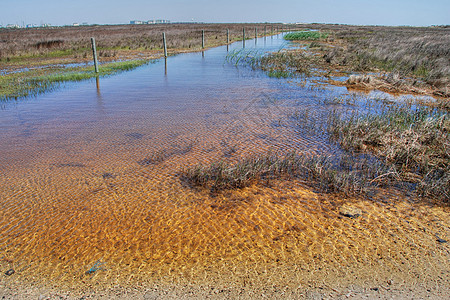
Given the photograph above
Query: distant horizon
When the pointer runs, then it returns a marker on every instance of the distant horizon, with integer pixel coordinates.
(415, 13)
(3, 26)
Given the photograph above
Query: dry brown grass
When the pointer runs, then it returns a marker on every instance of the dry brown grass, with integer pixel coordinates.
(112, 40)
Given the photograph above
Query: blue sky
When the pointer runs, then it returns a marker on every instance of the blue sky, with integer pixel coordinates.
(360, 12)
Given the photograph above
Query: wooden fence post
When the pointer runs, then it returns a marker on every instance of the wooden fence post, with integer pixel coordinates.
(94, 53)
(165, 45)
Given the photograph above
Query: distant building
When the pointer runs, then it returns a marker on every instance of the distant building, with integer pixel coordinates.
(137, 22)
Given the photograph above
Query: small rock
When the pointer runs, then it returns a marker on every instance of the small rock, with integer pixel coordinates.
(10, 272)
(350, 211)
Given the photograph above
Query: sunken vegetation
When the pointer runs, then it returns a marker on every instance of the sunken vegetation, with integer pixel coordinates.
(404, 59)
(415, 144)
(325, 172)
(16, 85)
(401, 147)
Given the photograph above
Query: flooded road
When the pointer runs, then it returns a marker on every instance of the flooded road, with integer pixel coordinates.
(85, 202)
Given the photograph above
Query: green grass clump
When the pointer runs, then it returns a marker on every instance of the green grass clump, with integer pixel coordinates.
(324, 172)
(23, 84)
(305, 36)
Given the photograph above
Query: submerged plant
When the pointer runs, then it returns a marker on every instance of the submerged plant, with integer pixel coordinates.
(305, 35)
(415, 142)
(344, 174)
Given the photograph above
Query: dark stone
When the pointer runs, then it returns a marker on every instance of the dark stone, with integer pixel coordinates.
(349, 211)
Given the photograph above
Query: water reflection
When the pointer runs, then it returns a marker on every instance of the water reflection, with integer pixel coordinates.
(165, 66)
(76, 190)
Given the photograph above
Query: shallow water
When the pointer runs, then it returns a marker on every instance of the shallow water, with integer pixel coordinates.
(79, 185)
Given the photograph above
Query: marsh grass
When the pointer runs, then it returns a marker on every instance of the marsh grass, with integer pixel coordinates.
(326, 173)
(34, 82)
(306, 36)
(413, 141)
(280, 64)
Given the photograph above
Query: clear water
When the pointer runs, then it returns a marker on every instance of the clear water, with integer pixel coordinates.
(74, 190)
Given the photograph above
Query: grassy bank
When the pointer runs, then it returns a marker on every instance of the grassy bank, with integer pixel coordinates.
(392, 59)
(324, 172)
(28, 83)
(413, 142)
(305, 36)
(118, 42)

--

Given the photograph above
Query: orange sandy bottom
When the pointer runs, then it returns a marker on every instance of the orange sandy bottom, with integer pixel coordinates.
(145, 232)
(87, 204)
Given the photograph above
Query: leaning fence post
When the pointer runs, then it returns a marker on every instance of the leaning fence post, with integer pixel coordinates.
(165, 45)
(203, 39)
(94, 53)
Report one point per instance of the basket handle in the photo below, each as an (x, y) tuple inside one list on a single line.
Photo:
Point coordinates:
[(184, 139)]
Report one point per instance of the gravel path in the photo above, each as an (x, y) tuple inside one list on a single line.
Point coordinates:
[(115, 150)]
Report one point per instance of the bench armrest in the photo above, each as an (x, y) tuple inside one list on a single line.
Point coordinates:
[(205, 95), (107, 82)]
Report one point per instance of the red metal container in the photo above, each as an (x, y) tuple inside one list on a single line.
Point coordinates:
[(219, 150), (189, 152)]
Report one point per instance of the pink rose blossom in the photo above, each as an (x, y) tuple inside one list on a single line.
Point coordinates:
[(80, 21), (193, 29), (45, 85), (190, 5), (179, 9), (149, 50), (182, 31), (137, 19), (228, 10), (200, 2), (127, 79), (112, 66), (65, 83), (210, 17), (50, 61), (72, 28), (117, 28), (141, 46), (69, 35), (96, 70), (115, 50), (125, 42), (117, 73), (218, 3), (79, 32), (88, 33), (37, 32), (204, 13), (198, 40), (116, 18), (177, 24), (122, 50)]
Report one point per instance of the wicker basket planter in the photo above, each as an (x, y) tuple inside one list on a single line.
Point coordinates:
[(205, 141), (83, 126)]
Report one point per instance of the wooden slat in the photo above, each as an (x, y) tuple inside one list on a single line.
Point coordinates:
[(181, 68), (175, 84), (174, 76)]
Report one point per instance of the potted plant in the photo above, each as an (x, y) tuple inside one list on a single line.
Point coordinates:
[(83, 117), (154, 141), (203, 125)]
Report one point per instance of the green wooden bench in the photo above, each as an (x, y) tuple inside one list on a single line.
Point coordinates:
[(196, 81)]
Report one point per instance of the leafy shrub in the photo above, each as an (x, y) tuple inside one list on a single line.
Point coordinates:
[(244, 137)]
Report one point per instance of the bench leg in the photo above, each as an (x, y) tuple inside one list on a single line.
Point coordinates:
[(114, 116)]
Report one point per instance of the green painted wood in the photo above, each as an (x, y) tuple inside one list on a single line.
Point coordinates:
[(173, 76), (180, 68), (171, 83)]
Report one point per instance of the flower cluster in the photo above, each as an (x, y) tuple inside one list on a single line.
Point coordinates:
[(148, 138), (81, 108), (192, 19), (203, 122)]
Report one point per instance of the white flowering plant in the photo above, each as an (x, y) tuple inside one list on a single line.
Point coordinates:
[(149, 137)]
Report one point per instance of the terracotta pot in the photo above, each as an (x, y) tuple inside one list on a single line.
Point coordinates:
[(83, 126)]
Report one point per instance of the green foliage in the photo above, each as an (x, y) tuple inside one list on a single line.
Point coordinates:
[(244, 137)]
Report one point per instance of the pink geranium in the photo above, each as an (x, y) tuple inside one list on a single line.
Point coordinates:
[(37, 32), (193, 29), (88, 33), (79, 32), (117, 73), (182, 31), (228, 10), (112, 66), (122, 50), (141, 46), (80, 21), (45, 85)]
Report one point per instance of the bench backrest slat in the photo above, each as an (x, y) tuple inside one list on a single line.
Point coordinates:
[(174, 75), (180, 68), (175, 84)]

| Task prompt |
Copy the items again from the line containing "Report one point per instance of the bench backrest" up to and including the line containing "[(174, 75), (180, 68), (175, 84)]", and shift every point coordinate in the answers by -139.

| The result |
Report one point per instance of the bench backrest slat in the photo above, each as an (x, y) tuple inside one list on a single line.
Point coordinates:
[(35, -64), (41, -71), (36, -55)]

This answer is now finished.